» **Short task**
Can you locate every line in the data below that contains the word "blurred" and copy each of those lines out? Treat the match as case-sensitive.

» **Records contained in a dataset**
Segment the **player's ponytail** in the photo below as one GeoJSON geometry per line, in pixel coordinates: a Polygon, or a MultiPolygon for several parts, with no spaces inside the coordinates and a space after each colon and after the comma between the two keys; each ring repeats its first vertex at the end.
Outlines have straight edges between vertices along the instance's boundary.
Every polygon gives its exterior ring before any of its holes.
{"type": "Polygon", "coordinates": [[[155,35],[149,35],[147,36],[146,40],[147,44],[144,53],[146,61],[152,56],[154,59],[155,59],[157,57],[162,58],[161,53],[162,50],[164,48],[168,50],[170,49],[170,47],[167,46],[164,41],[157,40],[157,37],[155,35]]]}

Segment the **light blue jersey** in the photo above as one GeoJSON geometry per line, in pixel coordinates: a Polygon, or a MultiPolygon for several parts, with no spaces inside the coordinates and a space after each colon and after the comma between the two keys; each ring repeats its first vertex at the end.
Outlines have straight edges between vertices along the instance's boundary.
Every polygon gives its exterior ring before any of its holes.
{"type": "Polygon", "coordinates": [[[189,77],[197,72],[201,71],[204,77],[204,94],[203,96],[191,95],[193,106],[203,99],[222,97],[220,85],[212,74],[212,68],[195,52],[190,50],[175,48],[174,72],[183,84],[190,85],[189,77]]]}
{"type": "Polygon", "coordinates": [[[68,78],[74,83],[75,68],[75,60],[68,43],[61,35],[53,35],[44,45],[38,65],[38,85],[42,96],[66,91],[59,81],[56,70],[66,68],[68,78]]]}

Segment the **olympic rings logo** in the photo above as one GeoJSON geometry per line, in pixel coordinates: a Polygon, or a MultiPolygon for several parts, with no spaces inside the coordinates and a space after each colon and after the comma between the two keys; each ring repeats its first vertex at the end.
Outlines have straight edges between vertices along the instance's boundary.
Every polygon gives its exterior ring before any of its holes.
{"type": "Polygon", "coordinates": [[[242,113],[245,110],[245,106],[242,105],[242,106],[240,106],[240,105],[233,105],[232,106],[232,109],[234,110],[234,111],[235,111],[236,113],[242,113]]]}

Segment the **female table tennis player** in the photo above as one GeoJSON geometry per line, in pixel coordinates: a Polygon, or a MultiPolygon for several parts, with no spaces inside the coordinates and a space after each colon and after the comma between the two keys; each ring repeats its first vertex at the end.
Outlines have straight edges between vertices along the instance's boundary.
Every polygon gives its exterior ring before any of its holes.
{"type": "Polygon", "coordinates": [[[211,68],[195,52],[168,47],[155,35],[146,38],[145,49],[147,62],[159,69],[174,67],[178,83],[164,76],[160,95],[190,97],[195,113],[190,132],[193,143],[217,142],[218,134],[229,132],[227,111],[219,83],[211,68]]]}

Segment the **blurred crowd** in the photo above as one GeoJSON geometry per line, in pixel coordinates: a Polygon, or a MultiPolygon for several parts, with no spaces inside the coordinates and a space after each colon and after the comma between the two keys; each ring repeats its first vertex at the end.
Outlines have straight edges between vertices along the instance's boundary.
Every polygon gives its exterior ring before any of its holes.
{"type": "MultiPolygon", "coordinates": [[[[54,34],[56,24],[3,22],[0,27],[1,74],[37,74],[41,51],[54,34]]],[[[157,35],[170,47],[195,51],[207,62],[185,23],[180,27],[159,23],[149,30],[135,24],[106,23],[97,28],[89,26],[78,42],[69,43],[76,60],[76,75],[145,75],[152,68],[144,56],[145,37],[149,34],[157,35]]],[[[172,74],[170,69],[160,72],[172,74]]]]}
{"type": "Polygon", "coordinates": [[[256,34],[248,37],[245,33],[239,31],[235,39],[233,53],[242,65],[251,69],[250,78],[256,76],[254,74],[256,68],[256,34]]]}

* * *

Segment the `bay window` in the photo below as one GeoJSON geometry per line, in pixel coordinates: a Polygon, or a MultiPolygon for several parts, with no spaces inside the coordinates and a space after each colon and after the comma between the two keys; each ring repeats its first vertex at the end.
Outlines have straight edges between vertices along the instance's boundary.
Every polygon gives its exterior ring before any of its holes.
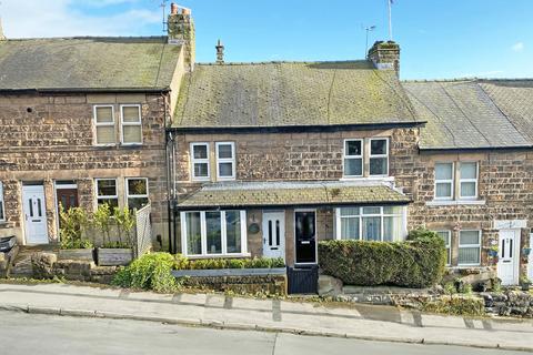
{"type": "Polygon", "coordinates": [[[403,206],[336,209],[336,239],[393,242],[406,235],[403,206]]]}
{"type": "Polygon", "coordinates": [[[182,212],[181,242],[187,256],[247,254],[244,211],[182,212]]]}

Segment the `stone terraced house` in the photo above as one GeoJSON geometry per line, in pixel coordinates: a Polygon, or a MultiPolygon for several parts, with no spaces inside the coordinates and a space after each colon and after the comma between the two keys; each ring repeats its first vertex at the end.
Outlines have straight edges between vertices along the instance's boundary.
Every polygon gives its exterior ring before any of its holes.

» **Solution**
Segment the **blurred crowd** in the photo above as one GeoJSON geometry per line, in pixel coordinates: a Polygon, or a MultiPolygon for several parts, with no spaces inside the coordinates and a space after each colon and after the comma between the two keys; each ring repeats its first vertex at the end.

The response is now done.